(Bloomberg) -- China’s property sector contracted for a third straight quarter, a sign that real estate was still dragging on the economy, even before the recent Covid outbreaks and lockdowns began to escalate. 

Output in the real-estate industry, a key economic contributor, contracted 2% in the first quarter from a year ago, China’s National Bureau of Statistics said in a report Tuesday. It was the steepest drop among all sectors, according to the bureau’s detailed breakdown of economic activity from January to March.

The property sector’s performance was slightly better than the fourth quarter of 2021, when it decreased by 2.9%. Construction grew 1.4% in the same period, a pickup from the 2.1% contraction in the final three months of 2021.

Output in the hotel and catering industry dipped 0.3% in the first quarter from a year ago, making it the second-worst performing sector. Rising Covid infections and the strict curbs to contain them began to dent consumer spending toward the end of the quarter.

— Listed records —
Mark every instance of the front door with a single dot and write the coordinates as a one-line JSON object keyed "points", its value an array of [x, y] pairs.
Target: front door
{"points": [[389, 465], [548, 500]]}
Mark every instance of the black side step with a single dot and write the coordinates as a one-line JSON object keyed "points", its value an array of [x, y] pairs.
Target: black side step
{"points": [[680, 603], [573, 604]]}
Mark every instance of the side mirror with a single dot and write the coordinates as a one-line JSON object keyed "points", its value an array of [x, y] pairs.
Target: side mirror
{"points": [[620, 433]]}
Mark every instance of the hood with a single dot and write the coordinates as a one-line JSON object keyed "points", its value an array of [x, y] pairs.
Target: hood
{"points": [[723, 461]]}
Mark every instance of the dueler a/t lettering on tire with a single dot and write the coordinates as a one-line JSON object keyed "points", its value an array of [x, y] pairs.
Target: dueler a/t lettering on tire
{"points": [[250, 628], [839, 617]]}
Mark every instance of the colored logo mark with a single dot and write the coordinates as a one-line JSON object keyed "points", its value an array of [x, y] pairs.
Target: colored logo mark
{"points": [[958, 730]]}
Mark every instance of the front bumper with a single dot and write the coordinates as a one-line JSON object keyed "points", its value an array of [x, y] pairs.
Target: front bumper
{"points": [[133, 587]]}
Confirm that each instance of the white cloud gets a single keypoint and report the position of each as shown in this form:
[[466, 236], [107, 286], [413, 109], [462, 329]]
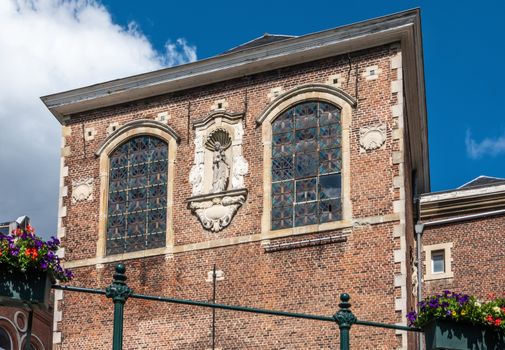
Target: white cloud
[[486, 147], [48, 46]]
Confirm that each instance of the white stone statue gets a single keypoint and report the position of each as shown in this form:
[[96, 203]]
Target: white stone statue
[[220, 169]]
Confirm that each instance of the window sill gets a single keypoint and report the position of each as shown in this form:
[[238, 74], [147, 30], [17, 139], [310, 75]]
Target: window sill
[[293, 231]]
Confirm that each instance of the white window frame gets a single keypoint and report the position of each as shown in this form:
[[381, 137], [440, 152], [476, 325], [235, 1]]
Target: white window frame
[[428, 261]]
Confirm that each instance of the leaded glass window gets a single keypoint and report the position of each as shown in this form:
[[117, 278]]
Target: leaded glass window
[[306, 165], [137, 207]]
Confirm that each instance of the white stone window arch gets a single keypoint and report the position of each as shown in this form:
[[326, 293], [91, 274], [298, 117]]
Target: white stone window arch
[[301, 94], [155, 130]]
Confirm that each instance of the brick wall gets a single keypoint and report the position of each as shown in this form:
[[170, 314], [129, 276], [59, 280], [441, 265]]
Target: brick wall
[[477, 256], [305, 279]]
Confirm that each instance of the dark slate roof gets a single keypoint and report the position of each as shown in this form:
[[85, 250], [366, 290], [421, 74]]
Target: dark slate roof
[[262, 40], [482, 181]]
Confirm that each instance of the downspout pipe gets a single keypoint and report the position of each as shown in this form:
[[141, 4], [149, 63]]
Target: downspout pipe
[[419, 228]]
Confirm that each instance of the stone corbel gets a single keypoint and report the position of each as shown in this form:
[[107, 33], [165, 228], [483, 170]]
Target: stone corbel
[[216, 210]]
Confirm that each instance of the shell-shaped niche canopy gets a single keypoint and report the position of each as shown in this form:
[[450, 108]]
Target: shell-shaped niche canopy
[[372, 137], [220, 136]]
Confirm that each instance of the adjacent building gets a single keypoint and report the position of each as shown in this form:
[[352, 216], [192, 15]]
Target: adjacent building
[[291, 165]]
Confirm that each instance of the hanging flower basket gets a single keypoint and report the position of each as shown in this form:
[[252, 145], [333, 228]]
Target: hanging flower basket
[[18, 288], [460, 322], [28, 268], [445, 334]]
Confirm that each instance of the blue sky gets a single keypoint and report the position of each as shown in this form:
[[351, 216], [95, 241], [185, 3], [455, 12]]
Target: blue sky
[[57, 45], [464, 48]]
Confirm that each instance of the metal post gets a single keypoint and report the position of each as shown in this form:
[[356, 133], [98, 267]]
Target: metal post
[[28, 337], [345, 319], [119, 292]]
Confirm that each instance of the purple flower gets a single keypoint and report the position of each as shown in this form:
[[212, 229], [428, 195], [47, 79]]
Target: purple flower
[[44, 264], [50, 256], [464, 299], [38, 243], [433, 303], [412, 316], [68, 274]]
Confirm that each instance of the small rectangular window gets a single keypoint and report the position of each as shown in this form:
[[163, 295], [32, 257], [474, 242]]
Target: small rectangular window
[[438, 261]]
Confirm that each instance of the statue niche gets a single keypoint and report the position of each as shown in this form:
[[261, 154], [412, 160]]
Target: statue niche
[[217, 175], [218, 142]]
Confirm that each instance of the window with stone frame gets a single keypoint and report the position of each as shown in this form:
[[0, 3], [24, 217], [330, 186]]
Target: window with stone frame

— Task instructions —
A) List every percentage figure that appears in the article on China's property sector.
B) From the article on China's property sector, quote the stretch from "Output in the real-estate" through "months of 2021.".

— Activity answers —
A) 2%, 2.9%, 1.4%, 2.1%, 0.3%

B)
Output in the real-estate industry, a key economic contributor, contracted 2% in the first quarter from a year ago, China’s National Bureau of Statistics said in a report Tuesday. It was the steepest drop among all sectors, according to the bureau’s detailed breakdown of economic activity from January to March.

The property sector’s performance was slightly better than the fourth quarter of 2021, when it decreased by 2.9%. Construction grew 1.4% in the same period, a pickup from the 2.1% contraction in the final three months of 2021.